## Set problem
Render every entry below as a two-column CSV with the header text,answer and one row per entry. Put each entry's text and its answer in a single quoted field, replace line breaks with spaces, and leave out the pictures.

## Entries
★ ★ ★ ★

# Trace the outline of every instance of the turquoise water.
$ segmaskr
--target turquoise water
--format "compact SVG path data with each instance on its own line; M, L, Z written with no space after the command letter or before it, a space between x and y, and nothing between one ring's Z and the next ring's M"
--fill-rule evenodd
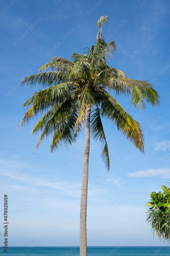
M8 247L10 256L79 256L78 247ZM3 247L0 255L6 255ZM169 247L89 247L88 256L169 256Z

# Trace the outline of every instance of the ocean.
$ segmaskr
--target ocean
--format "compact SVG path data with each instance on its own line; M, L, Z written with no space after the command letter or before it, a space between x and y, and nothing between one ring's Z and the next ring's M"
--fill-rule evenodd
M0 247L0 255L6 255ZM79 249L74 247L12 247L10 256L79 256ZM88 256L169 256L169 246L97 246L87 247Z

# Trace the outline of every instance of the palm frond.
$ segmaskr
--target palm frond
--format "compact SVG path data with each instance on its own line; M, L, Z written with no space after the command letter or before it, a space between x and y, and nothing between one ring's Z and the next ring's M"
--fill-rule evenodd
M100 118L100 116L102 116L101 111L100 109L97 109L94 110L94 113L91 117L91 133L93 139L96 141L99 141L102 146L104 145L101 156L106 167L109 171L110 166L109 150Z
M109 93L102 97L101 109L104 114L115 122L121 131L140 151L143 152L144 137L140 124L125 111Z
M170 243L170 214L164 214L160 218L159 216L161 212L160 210L155 209L148 211L146 221L150 224L154 237L155 234L161 240L162 238Z

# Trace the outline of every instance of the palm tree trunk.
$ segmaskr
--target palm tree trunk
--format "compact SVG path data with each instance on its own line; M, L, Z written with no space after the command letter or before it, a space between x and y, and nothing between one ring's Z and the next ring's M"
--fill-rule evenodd
M87 256L86 216L87 196L88 169L90 148L90 133L91 107L88 103L86 110L85 138L83 154L83 178L80 204L80 256Z

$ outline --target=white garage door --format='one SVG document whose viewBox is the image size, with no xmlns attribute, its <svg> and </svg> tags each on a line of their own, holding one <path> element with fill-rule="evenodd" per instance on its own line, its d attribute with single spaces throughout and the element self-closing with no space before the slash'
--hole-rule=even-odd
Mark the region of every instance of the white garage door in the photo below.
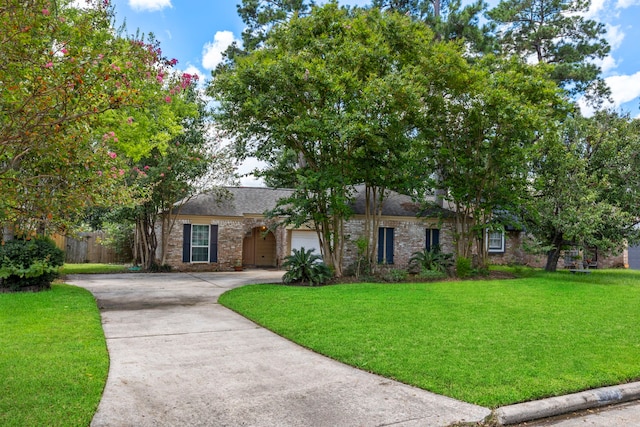
<svg viewBox="0 0 640 427">
<path fill-rule="evenodd" d="M 315 249 L 312 253 L 320 255 L 320 242 L 315 231 L 293 230 L 291 232 L 291 249 Z"/>
</svg>

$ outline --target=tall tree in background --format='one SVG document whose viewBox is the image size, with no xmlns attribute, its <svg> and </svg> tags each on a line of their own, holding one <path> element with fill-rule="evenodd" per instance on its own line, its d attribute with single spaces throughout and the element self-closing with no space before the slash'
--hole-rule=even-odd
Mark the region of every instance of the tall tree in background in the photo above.
<svg viewBox="0 0 640 427">
<path fill-rule="evenodd" d="M 588 0 L 502 0 L 488 12 L 506 55 L 553 65 L 551 77 L 571 96 L 597 102 L 608 88 L 594 62 L 610 50 L 602 23 L 585 19 Z"/>
<path fill-rule="evenodd" d="M 545 71 L 491 55 L 474 63 L 467 84 L 443 102 L 443 120 L 427 128 L 429 188 L 454 206 L 459 257 L 486 267 L 486 233 L 496 211 L 519 206 L 527 192 L 531 149 L 561 119 L 565 104 Z"/>
<path fill-rule="evenodd" d="M 171 67 L 153 44 L 122 37 L 105 1 L 10 0 L 0 7 L 0 222 L 13 233 L 65 229 L 87 206 L 125 203 L 129 146 L 109 111 L 141 108 L 168 93 Z M 123 120 L 114 126 L 126 123 Z M 104 135 L 104 137 L 103 137 Z M 140 142 L 136 155 L 151 149 Z"/>
<path fill-rule="evenodd" d="M 464 7 L 460 0 L 373 0 L 372 5 L 425 22 L 436 40 L 464 40 L 469 53 L 486 53 L 493 48 L 492 24 L 480 24 L 487 9 L 483 0 Z"/>
<path fill-rule="evenodd" d="M 306 14 L 313 4 L 313 0 L 242 0 L 237 7 L 238 15 L 247 26 L 242 32 L 244 51 L 257 49 L 274 25 L 286 22 L 294 14 Z"/>
</svg>

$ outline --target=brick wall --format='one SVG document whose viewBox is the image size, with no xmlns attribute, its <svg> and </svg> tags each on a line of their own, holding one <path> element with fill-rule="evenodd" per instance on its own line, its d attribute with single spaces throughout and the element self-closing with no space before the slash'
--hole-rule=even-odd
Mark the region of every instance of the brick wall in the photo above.
<svg viewBox="0 0 640 427">
<path fill-rule="evenodd" d="M 183 224 L 213 224 L 218 225 L 218 262 L 211 264 L 191 264 L 182 262 Z M 226 218 L 215 219 L 205 217 L 181 218 L 169 238 L 167 263 L 179 271 L 212 271 L 232 270 L 237 259 L 242 259 L 243 239 L 256 227 L 270 227 L 274 230 L 276 238 L 276 263 L 282 265 L 284 257 L 289 254 L 291 230 L 284 227 L 273 228 L 273 223 L 265 218 Z M 405 268 L 414 252 L 425 248 L 425 230 L 427 228 L 440 229 L 440 246 L 444 252 L 454 252 L 452 224 L 445 222 L 436 224 L 418 218 L 385 217 L 380 222 L 380 227 L 394 229 L 394 268 Z M 364 231 L 364 219 L 355 217 L 345 224 L 345 253 L 343 266 L 345 268 L 357 261 L 357 247 L 355 241 L 362 236 Z M 523 246 L 523 233 L 507 231 L 505 235 L 505 252 L 489 254 L 492 264 L 520 264 L 533 267 L 544 267 L 546 257 L 543 255 L 531 255 L 526 253 Z M 598 266 L 600 268 L 623 267 L 628 265 L 627 252 L 608 255 L 600 254 Z M 558 268 L 563 268 L 561 257 Z"/>
</svg>

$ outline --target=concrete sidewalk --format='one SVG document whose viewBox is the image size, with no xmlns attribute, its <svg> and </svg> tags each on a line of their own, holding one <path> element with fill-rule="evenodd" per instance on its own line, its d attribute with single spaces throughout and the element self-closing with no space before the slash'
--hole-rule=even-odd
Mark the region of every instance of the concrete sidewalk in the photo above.
<svg viewBox="0 0 640 427">
<path fill-rule="evenodd" d="M 320 356 L 216 303 L 281 276 L 67 277 L 98 300 L 111 358 L 92 426 L 446 426 L 490 414 Z"/>
</svg>

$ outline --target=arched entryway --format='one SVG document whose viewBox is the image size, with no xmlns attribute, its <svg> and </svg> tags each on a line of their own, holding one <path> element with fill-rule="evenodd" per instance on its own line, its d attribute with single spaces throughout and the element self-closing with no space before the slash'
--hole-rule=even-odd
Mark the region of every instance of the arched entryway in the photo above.
<svg viewBox="0 0 640 427">
<path fill-rule="evenodd" d="M 242 242 L 242 263 L 247 266 L 276 267 L 276 236 L 267 227 L 255 227 Z"/>
</svg>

★ ★ ★ ★

## Response
text,answer
"# Trace the outline of every instance of the turquoise water. $ segmaskr --target turquoise water --format ""compact SVG path data with each instance on its own line; M, L, Z written with no space after the command letter or before it, a space between x and y, and nothing between one ring's Z and the next ring's M"" --fill-rule evenodd","M8 247L10 256L79 256L78 247ZM3 247L0 255L6 255ZM169 247L89 247L88 256L169 256Z"
"# Trace the outline of every instance of the ocean. $ segmaskr --target ocean --format ""compact SVG path data with each instance on its own line; M, L, Z written with no space after the command letter or before it, a space between x and y, and nothing between one ring's Z and the next ring's M"" --fill-rule evenodd","M0 247L0 255L6 255ZM79 249L74 247L12 247L10 256L79 256ZM88 256L169 256L169 246L97 246L87 247Z"
"# Trace the outline of every instance of the palm frond. $ segmaskr --target palm frond --format ""compact SVG path data with each instance on its own line; M, L, Z written with no space after the command letter or before it, a space between x and y, and nothing between one ring's Z and the next ring's M"" --fill-rule evenodd","M100 118L100 116L102 116L101 111L100 109L97 109L94 110L94 113L91 117L91 133L93 139L96 141L99 141L102 146L104 145L101 156L106 167L109 171L110 166L109 150Z M109 93L102 97L101 109L104 114L115 122L121 131L140 151L143 152L144 137L140 124L125 111Z M170 243L170 214L164 214L160 218L159 216L161 212L160 210L155 209L148 211L146 221L150 224L154 237L155 234L161 240L162 238Z"
"# Trace the outline of every instance of the palm tree trunk. $ segmaskr --target palm tree trunk --format ""compact SVG path data with each instance on its own line; M, L, Z written with no space after the command letter or before it, a space between x and y, and nothing between one ring's Z and the next ring's M"" --fill-rule evenodd","M87 256L86 216L87 196L88 169L90 148L90 133L91 107L88 103L86 110L85 138L83 154L83 178L80 204L80 256Z"
"$ outline --target=white garage door --format='one SVG document whose viewBox is the image size, with no xmlns attribute, its <svg> and </svg> tags each on a line of their own, holding one <path> element with fill-rule=""evenodd"" per instance on its own line, its d attribute with single spaces throughout and the element self-closing with no space before the slash' --hole-rule=even-odd Mark the region of every instance of the white garage door in the photo below.","<svg viewBox=""0 0 640 427""> <path fill-rule=""evenodd"" d=""M 315 249 L 312 253 L 320 255 L 320 242 L 315 231 L 293 230 L 291 232 L 291 249 Z""/> </svg>"
"$ outline --target=tall tree in background --format='one SVG document whose viewBox is the image size, with no xmlns attribute, its <svg> and </svg> tags each on a line of their own, holding one <path> element with fill-rule=""evenodd"" per instance on its own line, its d attribute with single spaces throughout and the element self-closing with no space before the slash' --hole-rule=even-odd Mark the region of every instance of the tall tree in background in the photo above.","<svg viewBox=""0 0 640 427""> <path fill-rule=""evenodd"" d=""M 588 0 L 502 0 L 488 12 L 506 55 L 553 65 L 551 77 L 571 96 L 597 102 L 608 88 L 594 62 L 610 50 L 602 23 L 585 19 Z""/> <path fill-rule=""evenodd"" d=""M 545 71 L 491 55 L 474 63 L 467 84 L 443 102 L 443 120 L 427 128 L 429 188 L 454 206 L 459 257 L 486 267 L 486 233 L 496 211 L 519 206 L 527 192 L 531 149 L 561 119 L 565 104 Z""/> <path fill-rule=""evenodd"" d=""M 171 67 L 153 44 L 122 37 L 105 1 L 10 0 L 0 7 L 0 222 L 13 233 L 65 229 L 87 206 L 125 203 L 129 146 L 109 111 L 141 108 L 168 93 Z M 123 120 L 114 126 L 126 123 Z M 104 135 L 104 137 L 103 137 Z M 140 142 L 136 155 L 151 149 Z""/> <path fill-rule=""evenodd"" d=""M 464 7 L 460 0 L 373 0 L 372 5 L 425 22 L 436 40 L 464 40 L 469 53 L 486 53 L 493 48 L 492 24 L 480 24 L 487 9 L 483 0 Z""/> <path fill-rule=""evenodd"" d=""M 306 14 L 313 4 L 313 0 L 242 0 L 237 7 L 238 15 L 247 26 L 242 32 L 244 51 L 257 49 L 274 25 L 286 22 L 294 14 Z""/> </svg>"
"$ outline --target=brick wall --format='one SVG document whose viewBox is the image size, with no xmlns attribute, its <svg> and </svg> tags each on a line of their own, holding one <path> element with fill-rule=""evenodd"" per instance on its own line, its d attribute with single spaces throughout and the element self-closing with no space before the slash' --hole-rule=even-odd Mark the region of every instance of the brick wall in the photo above.","<svg viewBox=""0 0 640 427""> <path fill-rule=""evenodd"" d=""M 183 224 L 213 224 L 218 225 L 218 262 L 211 264 L 191 264 L 182 262 Z M 226 218 L 215 219 L 205 217 L 181 218 L 169 238 L 167 263 L 179 271 L 212 271 L 232 270 L 237 259 L 242 259 L 243 239 L 256 227 L 270 227 L 274 230 L 276 238 L 276 263 L 282 265 L 284 257 L 289 254 L 291 230 L 284 227 L 273 228 L 273 223 L 265 218 Z M 405 268 L 414 252 L 425 248 L 425 230 L 427 228 L 440 229 L 440 246 L 444 252 L 454 252 L 452 224 L 445 222 L 436 224 L 418 218 L 385 217 L 380 222 L 380 227 L 394 229 L 394 268 Z M 364 231 L 364 219 L 355 217 L 345 224 L 345 253 L 343 266 L 345 268 L 357 261 L 357 247 L 355 241 L 362 236 Z M 523 246 L 523 233 L 507 231 L 505 235 L 505 252 L 489 254 L 492 264 L 520 264 L 533 267 L 544 267 L 546 257 L 543 255 L 531 255 L 526 253 Z M 598 266 L 600 268 L 623 267 L 628 265 L 627 252 L 608 255 L 600 254 Z M 558 268 L 563 268 L 561 257 Z""/> </svg>"
"$ outline --target=concrete sidewalk --format='one SVG document whose viewBox is the image size, with no xmlns attribute, its <svg> and </svg> tags each on a line of their own, holding one <path> element with fill-rule=""evenodd"" per instance on its own line, its d attribute with single spaces throughout and the element self-closing with no space before the slash' --hole-rule=even-odd Mark the region of every instance of the concrete sidewalk in the photo above.","<svg viewBox=""0 0 640 427""> <path fill-rule=""evenodd"" d=""M 320 356 L 216 303 L 281 276 L 67 277 L 98 300 L 111 358 L 92 426 L 446 426 L 490 414 Z""/> </svg>"
"$ outline --target=arched entryway --format='one SVG document whose viewBox is the image size, with no xmlns attribute, its <svg> and </svg> tags each on a line of their own, holding one <path> element with fill-rule=""evenodd"" per instance on its own line, its d attribute with single spaces throughout and the element self-closing with no space before the slash' --hole-rule=even-odd Mark the region of every instance of the arched entryway in the photo above.","<svg viewBox=""0 0 640 427""> <path fill-rule=""evenodd"" d=""M 242 242 L 242 263 L 247 266 L 276 267 L 276 236 L 267 227 L 255 227 Z""/> </svg>"